JOB
Can you copy the lines below word for word, leaving nothing out?

DATA FOR THE TASK
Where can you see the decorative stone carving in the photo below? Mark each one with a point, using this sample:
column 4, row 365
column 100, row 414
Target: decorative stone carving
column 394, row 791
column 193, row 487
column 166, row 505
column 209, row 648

EXERCISE OUTPUT
Where can you see the decorative stone carving in the photo below? Mark each one with a point, using this sample:
column 4, row 365
column 100, row 414
Target: decorative stone carving
column 394, row 791
column 193, row 487
column 166, row 505
column 209, row 648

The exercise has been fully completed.